» **TASK SET**:
1. Transcribe the KIP-614 prefix scan thread, starting with "For the actual" and going on through "a default implementation.".
2. Pick up the KIP-614 prefix scan thread after its last sentence and write what comes next.

Re: [DISCUSS] KIP-614: Add Prefix Scan support for State Stores

John Roesler Sat, 30 May 2020 13:25:56 -0700

Hi Sagar,

Thanks for the response. Your use case makes sense to me; I figured it must be 
something like that.


On a pragmatic level, in the near term, you might consider basically doing the 
same thing we did in KIP-213. If you swap out the store types for Byte/byte[] 
and “manually” invoke the serdes in your own logic, then you can use the same 
algorithm we did to derive the range scan boundaries from your desired prefix.

For the actual KIP, it seems like we would need significant design improvements 
to be able to do any mixins, so I think we should favor proposing either to 
just add to the existing interfaces or to create brand new interfaces, as 
appropriate, for now. Given that prefix can be converted to a range query at a 
low level, I think we can probably explore adding prefix to the existing 
interfaces with a default implementation. 

It seems like that just leaves the question of how to define the type of the 
prefix. To be honest, I don’t have any great ideas here. Are you able to 
generate some creative solutions, Sagar?

Thanks,
John

On Tue, May 26, 2020, at 06:42, Sagar wrote:
> Hi John,
> 
> Thanks for the detailed reply. I was a bit crammed with work last week so
> couldn't respond earlier so apologies for that.
> 
> First of all, thanks for the context that both you and Adam have
> provided me on the issues faced previously. As I can clearly see, while I
> was able to cut some corners while writing some test cases or benchmarks,
> to be able to stitch together a store with prefix scan into an actual
> topology needs more work. I am sorry for the half baked tests that I wrote
> without realising and you have rightly put it when you said these
> challenges aren't obvious up front.

» **SOURCE EXCERPT**:
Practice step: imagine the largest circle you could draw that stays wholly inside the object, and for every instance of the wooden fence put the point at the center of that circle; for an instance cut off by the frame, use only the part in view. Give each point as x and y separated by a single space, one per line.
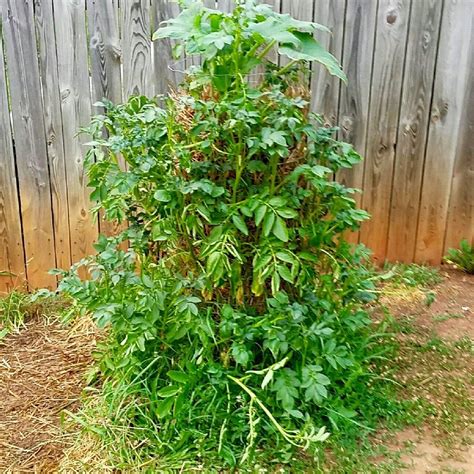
408 107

» **ANSWERS TO THE PROBLEMS**:
1.
For the actual KIP, it seems like we would need significant design improvements 
to be able to do any mixins, so I think we should favor proposing either to 
just add to the existing interfaces or to create brand new interfaces, as 
appropriate, for now. Given that prefix can be converted to a range query at a 
low level, I think we can probably explore adding prefix to the existing 
interfaces with a default implementation.

2.
> 
> Now, coming back to the other points, I spent some time going through the
> KIP-213 and also some of the code snippets that are talked about in that
> KIP. With the detailed explanation that you provided, it is now obvious to
> me that keeping a generic type for keys like K won't work oob and hence a
> decision was made to use Bytes as the key type.
> 
> I just had another thought on this though. I looked at the range function
> that was added in the ReadOnlyKeyValueStore. While the Key and the Value
> mentioned in that method is generic, internally almost all queries end up
> querying using Bytes in some or the other form. I looked at not just
> RocksDb Store but other stores like InMemory store or MemoryLRU and this
> seems to be the pattern. I think this stems from the fact that these stores
> while implementing KeyValueStore pass Bytes, byte[] as the K and V values.
> Classes like MeteredKeyValueStore which don't do this, still use Bytes.wrap
> to wrap the passed keys and values and invoke the range method.
> 
> So, the point I am trying to make is, with the same behaviour - and
> ignoring for a moment that it's a separate interface which I am trying to
> "mix-in"- the issues with the key types could be resolved. I may be wrong
> though so would like to know your thoughts on this. Infact unknowingly the
> interface implementation of PrefixSeekableType in RockDBStateStore also
> passes Bytes and bytes[] as K and V.
> 
> The second part of exposing it via the publically accessible interfaces to
> which we downcast while building the topology (like KeyValueStore), I can
> clearly see now that mixing-in the way I tried to won't work. My intention
> all along was not to hamper the flow of those stores which don't support
> prefix scan as yet and hence the separate interface. But, I agree that for
> this to work, it needs to be part of some pre-defined store types like
> KVStore etc. Right now, I don't have an answer to this but mostly it would
> have to be moved there and implemented across all stores(if we see the
> worth in prefix scans :) )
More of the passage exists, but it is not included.